## EXTRACTO DEL DOCUMENTO
++++++

Sin embargo, el callejón sin salida de la diplomacia ofrece a Venezuela y sus aliados democráticos la oportunidad de rescribir. Es probable que terminar con el punto muerto sobre Venezuela requiera un curso mucho más ecuménico, incluida una amplia conversación con los Gobiernos europeos y latinoamericanos, y posiblemente algunas alternativas desagradables que ni Guaidó ni los fundamentalistas en Washington han aprobado.
El dilema ha movilizado a organizaciones no gubernamentales, grupos de defensa y diplomáticos. El consenso generalizado es que después de haber sobrevivido a la intriga, las acusaciones penales y las oleadas de protestas, Maduro y su entorno chavista tendrán que ser persuadidos, no forzados. “Las sanciones no son un fin en sí mismas, sino instrumentos para llegar a algún resultado”, dijo Geoff Ramsey, director para Venezuela de la Oficina de Washington para América Latina. Dados los fracasos de las políticas y la dureza de las sanciones, el presidente entrante de Estados Unidos, Joe Biden, tiene una apertura, y una considerable influencia, para tomar un camino diferente.
“Maduro, claramente, está buscando algún tipo de aterrizaje suave”, dijo Ramsey. Esa es una señal para un acuerdo. Por ejemplo, hacer que Maduro y su cúpula se hagan a un lado para dar paso a un Gobierno de transición con garantías para el sostenido papel del chavismo en la política, inmunidad judicial para objetivos de alto rango, y permiso de traslado para el exhombre fuerte a algún refugio seguro. “Parte del problema es que los militares han recibido señales equivocadas en los últimos años, sin garantías de preservación de los incentivos económicos”, agregó Ramsey. “La táctica hasta ahora de ‘Ustedes hacen el trabajo duro derrocando a Maduro y luego hablamos’, no ha funcionado”.
Una rápida victoria diplomática que podría traer buena voluntad a la mesa de negociaciones: Washington podría eximir a Venezuela de la prohibición de importar diésel, que alimenta el transporte público y la carga, cuya escasez ha agravado las dificultades.

++++++

¿Puedes transcribir del extracto sobre la diplomacia con Venezuela el pasaje que empieza con "Una rápida victoria" y sigue hasta "agravado las dificultades."?

## INFORMACIÓN
++++++

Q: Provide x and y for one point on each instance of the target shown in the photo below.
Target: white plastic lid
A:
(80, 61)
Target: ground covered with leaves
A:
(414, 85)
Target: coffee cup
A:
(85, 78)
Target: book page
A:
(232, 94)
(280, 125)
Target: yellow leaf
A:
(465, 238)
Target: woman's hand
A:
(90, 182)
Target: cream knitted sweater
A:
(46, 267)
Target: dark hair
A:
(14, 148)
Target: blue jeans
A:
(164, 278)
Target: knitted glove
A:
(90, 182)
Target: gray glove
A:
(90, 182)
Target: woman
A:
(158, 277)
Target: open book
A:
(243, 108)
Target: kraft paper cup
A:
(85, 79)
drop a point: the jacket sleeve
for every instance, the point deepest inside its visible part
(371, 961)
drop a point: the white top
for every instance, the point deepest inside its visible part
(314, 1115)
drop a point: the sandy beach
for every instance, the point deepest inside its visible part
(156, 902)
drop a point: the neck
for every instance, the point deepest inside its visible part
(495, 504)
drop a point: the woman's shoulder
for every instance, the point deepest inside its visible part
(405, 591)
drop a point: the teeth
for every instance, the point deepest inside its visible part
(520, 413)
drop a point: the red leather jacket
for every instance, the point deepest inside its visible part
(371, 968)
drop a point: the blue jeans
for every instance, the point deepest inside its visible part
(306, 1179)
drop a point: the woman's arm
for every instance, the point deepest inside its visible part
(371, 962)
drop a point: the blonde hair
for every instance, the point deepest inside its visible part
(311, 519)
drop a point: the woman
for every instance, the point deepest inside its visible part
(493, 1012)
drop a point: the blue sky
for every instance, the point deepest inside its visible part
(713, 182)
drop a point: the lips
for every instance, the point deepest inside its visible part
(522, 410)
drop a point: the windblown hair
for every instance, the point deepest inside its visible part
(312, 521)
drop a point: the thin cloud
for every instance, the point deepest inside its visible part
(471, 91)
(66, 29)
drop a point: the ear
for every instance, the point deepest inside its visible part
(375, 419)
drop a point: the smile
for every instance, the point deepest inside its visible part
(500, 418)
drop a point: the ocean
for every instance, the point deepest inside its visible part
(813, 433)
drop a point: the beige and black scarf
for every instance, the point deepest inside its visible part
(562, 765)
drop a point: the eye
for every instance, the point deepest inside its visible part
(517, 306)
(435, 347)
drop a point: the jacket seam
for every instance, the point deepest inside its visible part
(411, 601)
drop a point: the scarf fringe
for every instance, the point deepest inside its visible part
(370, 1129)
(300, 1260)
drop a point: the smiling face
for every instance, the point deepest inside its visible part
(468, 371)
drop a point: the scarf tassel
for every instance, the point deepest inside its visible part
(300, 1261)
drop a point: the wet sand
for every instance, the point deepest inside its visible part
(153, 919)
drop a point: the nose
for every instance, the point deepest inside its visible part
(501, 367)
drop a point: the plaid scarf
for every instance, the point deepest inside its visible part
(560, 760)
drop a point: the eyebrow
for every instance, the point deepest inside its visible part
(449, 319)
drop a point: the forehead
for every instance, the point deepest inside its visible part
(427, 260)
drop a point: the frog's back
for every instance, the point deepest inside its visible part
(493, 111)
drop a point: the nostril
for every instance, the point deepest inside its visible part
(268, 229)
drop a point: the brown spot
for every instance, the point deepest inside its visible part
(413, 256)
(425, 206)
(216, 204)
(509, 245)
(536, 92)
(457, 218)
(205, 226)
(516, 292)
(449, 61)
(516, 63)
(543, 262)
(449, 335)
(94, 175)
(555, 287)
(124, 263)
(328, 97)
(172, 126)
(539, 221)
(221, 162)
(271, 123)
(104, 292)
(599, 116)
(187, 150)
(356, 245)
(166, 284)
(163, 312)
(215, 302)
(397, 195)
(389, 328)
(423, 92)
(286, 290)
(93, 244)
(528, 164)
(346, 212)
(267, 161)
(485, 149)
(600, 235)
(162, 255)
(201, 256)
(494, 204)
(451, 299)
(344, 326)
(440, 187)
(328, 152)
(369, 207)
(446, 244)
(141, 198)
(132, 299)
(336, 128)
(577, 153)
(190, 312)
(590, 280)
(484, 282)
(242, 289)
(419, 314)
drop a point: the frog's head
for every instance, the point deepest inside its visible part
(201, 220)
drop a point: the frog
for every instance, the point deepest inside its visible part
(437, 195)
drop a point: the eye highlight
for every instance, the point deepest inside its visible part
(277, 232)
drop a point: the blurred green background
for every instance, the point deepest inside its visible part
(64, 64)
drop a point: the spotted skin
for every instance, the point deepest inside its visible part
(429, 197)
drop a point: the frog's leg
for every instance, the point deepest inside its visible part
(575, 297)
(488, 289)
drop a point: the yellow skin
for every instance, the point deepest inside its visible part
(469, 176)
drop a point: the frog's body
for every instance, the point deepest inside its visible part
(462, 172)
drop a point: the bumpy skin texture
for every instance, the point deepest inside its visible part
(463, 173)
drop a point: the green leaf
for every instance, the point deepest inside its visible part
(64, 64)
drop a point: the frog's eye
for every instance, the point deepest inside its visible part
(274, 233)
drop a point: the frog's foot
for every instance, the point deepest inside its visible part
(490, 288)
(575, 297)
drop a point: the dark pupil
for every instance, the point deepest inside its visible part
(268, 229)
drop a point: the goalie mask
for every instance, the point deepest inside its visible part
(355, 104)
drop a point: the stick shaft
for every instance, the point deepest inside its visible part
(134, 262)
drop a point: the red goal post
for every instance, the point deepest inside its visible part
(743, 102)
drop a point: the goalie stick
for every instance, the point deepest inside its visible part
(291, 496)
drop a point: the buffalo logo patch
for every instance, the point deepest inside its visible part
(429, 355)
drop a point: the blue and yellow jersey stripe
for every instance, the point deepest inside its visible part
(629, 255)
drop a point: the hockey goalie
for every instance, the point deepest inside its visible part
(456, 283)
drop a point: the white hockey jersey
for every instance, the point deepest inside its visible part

++++++

## RESPUESTA
Una rápida victoria diplomática que podría traer buena voluntad a la mesa de negociaciones: Washington podría eximir a Venezuela de la prohibición de importar diésel, que alimenta el transporte público y la carga, cuya escasez ha agravado las dificultades.